[Records drawn from a dataset]
>>
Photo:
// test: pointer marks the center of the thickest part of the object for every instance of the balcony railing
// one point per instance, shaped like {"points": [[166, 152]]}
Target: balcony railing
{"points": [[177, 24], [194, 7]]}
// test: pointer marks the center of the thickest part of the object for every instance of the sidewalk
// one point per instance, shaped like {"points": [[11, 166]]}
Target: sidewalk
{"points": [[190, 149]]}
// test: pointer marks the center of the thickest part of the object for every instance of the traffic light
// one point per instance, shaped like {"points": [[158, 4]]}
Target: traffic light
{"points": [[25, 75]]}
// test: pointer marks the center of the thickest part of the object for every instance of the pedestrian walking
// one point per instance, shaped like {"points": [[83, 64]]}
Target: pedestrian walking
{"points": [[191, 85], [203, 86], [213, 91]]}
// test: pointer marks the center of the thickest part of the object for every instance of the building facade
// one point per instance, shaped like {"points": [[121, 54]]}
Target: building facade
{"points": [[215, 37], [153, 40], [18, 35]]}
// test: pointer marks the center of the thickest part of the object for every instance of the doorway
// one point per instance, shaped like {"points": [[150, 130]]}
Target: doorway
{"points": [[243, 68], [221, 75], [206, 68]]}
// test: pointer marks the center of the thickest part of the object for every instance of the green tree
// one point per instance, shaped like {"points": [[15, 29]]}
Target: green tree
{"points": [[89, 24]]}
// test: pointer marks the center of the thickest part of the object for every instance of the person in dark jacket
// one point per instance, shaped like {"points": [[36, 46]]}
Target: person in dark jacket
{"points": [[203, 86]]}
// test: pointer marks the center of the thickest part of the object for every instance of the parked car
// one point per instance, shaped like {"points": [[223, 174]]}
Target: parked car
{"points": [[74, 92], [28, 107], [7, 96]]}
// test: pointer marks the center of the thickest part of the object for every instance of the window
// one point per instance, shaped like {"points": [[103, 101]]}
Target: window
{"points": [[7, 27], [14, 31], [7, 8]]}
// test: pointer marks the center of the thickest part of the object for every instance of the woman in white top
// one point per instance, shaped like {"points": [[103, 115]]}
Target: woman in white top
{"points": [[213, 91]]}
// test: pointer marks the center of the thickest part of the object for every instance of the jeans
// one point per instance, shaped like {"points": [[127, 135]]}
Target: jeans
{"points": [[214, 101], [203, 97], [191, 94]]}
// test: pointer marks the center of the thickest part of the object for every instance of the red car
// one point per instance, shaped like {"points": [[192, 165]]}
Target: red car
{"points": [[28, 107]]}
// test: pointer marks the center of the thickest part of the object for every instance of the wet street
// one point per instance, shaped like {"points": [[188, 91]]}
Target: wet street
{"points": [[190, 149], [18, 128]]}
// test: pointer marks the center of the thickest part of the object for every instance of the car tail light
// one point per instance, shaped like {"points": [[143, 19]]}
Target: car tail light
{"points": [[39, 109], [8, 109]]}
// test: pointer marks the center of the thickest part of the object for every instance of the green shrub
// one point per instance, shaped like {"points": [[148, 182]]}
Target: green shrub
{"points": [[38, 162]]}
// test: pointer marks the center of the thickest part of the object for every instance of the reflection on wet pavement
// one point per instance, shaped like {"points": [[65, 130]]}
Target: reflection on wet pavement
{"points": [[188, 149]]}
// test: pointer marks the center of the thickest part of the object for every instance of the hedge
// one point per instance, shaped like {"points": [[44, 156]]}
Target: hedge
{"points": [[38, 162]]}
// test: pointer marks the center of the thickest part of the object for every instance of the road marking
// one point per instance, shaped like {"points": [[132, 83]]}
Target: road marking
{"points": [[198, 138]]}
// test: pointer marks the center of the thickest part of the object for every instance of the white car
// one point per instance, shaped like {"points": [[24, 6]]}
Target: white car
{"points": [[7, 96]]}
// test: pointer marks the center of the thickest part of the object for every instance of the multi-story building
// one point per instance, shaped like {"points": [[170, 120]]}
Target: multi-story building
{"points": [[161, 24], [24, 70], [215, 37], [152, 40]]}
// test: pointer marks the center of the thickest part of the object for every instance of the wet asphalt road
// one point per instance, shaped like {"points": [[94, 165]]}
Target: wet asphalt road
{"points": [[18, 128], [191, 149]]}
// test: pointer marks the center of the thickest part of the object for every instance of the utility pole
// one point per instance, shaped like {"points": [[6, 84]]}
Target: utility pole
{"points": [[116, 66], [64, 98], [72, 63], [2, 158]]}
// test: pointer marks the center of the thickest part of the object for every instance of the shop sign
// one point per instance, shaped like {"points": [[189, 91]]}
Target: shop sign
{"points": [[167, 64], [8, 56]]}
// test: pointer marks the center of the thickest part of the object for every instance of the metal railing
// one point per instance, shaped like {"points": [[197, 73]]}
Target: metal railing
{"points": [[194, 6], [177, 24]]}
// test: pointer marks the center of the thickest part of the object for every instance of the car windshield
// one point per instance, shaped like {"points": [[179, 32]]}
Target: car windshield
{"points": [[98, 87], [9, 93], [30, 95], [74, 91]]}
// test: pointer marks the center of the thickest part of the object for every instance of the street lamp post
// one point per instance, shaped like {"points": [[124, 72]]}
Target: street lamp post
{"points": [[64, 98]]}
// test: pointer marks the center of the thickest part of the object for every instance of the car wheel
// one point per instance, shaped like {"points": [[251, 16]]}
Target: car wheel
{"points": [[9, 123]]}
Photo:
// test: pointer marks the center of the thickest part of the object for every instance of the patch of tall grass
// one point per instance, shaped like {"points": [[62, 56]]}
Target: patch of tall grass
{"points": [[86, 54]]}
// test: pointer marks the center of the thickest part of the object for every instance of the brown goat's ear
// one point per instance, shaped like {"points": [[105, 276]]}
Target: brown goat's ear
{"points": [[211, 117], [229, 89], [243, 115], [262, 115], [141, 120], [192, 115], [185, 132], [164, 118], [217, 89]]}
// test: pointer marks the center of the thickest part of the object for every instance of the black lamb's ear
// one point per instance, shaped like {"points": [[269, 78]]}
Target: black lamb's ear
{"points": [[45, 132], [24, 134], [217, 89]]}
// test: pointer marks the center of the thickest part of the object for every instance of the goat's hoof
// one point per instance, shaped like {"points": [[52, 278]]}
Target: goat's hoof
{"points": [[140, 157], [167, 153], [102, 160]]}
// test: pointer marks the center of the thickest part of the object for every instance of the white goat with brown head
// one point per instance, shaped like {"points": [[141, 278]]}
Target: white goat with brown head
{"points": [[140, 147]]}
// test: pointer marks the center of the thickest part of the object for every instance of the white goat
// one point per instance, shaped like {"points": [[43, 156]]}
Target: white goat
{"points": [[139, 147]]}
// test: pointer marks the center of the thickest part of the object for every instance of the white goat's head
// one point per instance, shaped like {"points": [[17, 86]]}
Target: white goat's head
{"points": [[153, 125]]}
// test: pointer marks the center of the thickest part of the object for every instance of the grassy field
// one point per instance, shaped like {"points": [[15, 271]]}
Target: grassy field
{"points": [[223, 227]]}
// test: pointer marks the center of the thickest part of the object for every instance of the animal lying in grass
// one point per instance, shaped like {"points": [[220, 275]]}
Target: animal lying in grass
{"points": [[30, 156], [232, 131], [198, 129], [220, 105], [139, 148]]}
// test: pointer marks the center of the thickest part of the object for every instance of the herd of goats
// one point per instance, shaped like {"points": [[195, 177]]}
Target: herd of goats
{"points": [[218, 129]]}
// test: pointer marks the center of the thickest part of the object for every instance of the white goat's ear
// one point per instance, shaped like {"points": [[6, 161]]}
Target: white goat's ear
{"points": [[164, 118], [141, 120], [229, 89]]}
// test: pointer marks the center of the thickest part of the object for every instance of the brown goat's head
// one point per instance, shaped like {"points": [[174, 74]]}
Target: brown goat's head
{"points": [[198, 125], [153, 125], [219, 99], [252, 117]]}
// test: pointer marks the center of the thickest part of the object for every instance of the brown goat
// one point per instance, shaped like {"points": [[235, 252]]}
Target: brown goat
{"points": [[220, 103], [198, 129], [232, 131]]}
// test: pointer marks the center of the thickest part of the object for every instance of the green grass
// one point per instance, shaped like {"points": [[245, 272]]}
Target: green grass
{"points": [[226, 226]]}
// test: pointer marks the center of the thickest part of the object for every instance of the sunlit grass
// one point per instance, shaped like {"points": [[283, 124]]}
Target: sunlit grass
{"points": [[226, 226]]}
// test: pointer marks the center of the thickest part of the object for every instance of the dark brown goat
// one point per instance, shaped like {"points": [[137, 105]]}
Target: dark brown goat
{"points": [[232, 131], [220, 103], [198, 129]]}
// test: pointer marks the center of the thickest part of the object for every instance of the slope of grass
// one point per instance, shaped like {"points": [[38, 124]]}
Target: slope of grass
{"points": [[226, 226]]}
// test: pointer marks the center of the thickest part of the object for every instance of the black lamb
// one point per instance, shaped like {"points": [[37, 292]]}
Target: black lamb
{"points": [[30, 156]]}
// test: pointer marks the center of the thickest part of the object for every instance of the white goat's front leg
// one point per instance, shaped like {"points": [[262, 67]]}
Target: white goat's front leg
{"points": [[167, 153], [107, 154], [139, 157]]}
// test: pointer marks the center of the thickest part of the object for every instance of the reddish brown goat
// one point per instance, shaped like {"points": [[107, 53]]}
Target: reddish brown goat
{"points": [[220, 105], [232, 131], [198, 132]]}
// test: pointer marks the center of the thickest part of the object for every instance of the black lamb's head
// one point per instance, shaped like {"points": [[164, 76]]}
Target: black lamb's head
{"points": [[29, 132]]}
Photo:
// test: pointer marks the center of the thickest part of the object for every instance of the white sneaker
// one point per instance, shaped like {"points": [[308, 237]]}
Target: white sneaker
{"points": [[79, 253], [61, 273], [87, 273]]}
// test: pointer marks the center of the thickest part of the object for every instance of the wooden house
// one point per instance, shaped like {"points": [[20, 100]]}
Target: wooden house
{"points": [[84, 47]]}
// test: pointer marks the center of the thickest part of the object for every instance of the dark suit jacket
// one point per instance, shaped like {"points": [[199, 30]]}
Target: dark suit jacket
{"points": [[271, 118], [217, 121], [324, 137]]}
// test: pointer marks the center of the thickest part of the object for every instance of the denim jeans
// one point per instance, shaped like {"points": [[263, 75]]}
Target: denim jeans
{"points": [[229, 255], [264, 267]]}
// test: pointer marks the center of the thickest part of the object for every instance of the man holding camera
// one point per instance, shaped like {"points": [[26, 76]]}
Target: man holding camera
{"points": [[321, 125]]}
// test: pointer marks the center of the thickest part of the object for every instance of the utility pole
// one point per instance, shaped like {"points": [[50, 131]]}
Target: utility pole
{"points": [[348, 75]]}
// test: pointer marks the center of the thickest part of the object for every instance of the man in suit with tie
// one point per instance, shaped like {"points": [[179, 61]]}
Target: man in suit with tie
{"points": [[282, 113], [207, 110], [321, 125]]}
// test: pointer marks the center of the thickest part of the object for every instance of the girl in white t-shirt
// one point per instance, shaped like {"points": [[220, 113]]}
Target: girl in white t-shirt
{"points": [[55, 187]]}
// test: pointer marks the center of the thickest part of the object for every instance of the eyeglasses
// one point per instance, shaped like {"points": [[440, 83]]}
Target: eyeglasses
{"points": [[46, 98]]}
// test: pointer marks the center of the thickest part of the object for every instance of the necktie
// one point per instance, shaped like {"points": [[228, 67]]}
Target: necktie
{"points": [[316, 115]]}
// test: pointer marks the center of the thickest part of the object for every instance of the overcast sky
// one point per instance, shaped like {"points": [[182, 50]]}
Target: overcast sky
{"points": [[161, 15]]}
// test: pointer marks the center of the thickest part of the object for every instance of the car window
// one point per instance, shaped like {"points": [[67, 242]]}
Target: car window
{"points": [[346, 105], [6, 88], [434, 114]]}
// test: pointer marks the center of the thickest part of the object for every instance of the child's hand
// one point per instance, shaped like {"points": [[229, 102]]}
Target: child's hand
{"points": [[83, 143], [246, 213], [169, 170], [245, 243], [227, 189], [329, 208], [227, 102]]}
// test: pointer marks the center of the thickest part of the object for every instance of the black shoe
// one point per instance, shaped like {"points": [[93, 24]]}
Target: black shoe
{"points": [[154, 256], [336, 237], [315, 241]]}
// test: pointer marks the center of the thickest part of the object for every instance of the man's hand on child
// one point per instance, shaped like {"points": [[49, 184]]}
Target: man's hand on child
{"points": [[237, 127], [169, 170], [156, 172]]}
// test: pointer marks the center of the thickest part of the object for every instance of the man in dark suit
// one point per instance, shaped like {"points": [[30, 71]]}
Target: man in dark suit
<<
> WORK REQUEST: Among the entries above, the lines between the ones containing "of the sidewalk" and "the person in dark jacket", inclusive, are to be transcribed exactly. No other line is to be given.

> ANSWER SECTION:
// test: pointer marks the center of the thickest part of the object for every instance of the sidewalk
// one point per instance, shaped like {"points": [[11, 166]]}
Target: sidewalk
{"points": [[190, 149]]}
// test: pointer marks the center of the thickest part of the object for every instance of the traffic light
// one point per instance, shaped like {"points": [[158, 4]]}
Target: traffic light
{"points": [[25, 75]]}
// test: pointer marks the center of the thickest part of the object for every instance of the pedestrian walking
// one point per instance, shaped like {"points": [[83, 64]]}
Target: pedestrian walking
{"points": [[191, 85], [203, 86], [213, 91]]}
// test: pointer marks the center of the thickest part of the object for every instance of the building facade
// one point per instance, shaped like {"points": [[121, 54]]}
Target: building facade
{"points": [[215, 37], [153, 40], [18, 35]]}
// test: pointer marks the center of the thickest part of the object for every instance of the doorway
// one point per instance, shaped like {"points": [[150, 130]]}
Target: doorway
{"points": [[243, 68], [221, 75], [206, 68]]}
// test: pointer marks the center of the thickest part of the object for every instance of the green tree
// one point per instance, shaped like {"points": [[15, 29]]}
Target: green tree
{"points": [[89, 24]]}
// test: pointer marks the center of the thickest part of the object for every instance of the person in dark jacket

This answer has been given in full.